▶

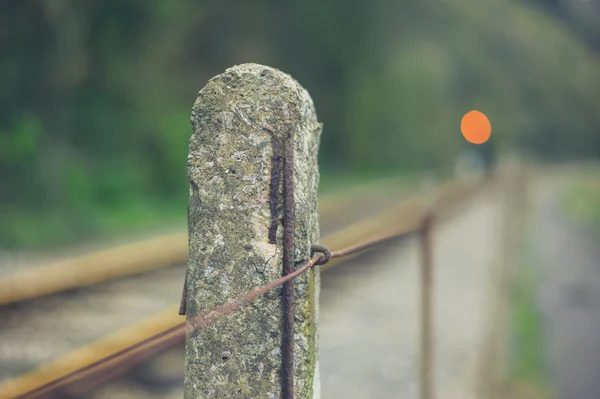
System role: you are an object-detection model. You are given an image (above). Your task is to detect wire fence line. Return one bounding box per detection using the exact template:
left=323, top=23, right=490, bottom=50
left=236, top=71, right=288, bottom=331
left=10, top=211, right=430, bottom=399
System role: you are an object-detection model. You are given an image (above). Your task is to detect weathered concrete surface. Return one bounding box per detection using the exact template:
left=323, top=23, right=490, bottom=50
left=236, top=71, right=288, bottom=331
left=533, top=175, right=600, bottom=399
left=319, top=188, right=501, bottom=399
left=185, top=64, right=322, bottom=399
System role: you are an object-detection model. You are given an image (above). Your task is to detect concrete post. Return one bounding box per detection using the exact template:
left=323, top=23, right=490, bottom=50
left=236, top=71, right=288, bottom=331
left=185, top=64, right=322, bottom=399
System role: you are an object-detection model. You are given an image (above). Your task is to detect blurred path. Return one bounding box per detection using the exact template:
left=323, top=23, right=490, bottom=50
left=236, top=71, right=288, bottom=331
left=320, top=188, right=500, bottom=399
left=535, top=177, right=600, bottom=399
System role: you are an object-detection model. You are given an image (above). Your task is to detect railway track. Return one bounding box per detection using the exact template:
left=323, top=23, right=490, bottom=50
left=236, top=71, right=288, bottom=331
left=0, top=177, right=486, bottom=399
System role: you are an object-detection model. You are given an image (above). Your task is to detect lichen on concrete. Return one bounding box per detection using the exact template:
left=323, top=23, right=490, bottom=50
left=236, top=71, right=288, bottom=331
left=185, top=64, right=322, bottom=399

◀

■ **Work required**
Reproduce the entire listing above with every instance of "bounding box" changed to "enclosing rectangle" and nothing else altered, and leave out the pictures.

■ **Solution**
System role: you are an object-detection model. You are given an image (above). Your task is to detect wire fence line. Return one enclosing rectangle per detection using the exact template:
left=323, top=23, right=490, bottom=50
left=236, top=71, right=288, bottom=331
left=10, top=211, right=430, bottom=399
System role: you are an object-detection model. You are given an image (above). Your task is to detect weathered concrete surface. Return one enclosing rectangle per detection using the exact template:
left=323, top=23, right=490, bottom=50
left=236, top=71, right=288, bottom=331
left=533, top=175, right=600, bottom=399
left=319, top=188, right=501, bottom=399
left=185, top=64, right=322, bottom=399
System role: you are an object-detection model. You are given an image (above). Your task is to detect concrete post. Return one enclosing rectangle per detection using the exact template:
left=323, top=23, right=490, bottom=50
left=236, top=71, right=288, bottom=331
left=185, top=64, right=322, bottom=399
System role: you are an object-detection model. You are given an image (above). Your task is to detect blurred path. Return one enclosing rectangle per detection using the exact template:
left=323, top=23, right=490, bottom=50
left=236, top=71, right=288, bottom=331
left=320, top=188, right=500, bottom=399
left=535, top=177, right=600, bottom=399
System role: you are an object-detection model. You are given an image (above). Your task is to detect railway track. Return one enclosing rectangle per detection using the exact template:
left=323, top=23, right=490, bottom=50
left=236, top=71, right=288, bottom=331
left=0, top=177, right=486, bottom=399
System role: you are an object-detection model. You are given an image (above). Your task is to detect lichen on concrete. Return one enclosing rectangle per detection using the exact template:
left=323, top=23, right=490, bottom=50
left=236, top=71, right=288, bottom=331
left=185, top=64, right=322, bottom=399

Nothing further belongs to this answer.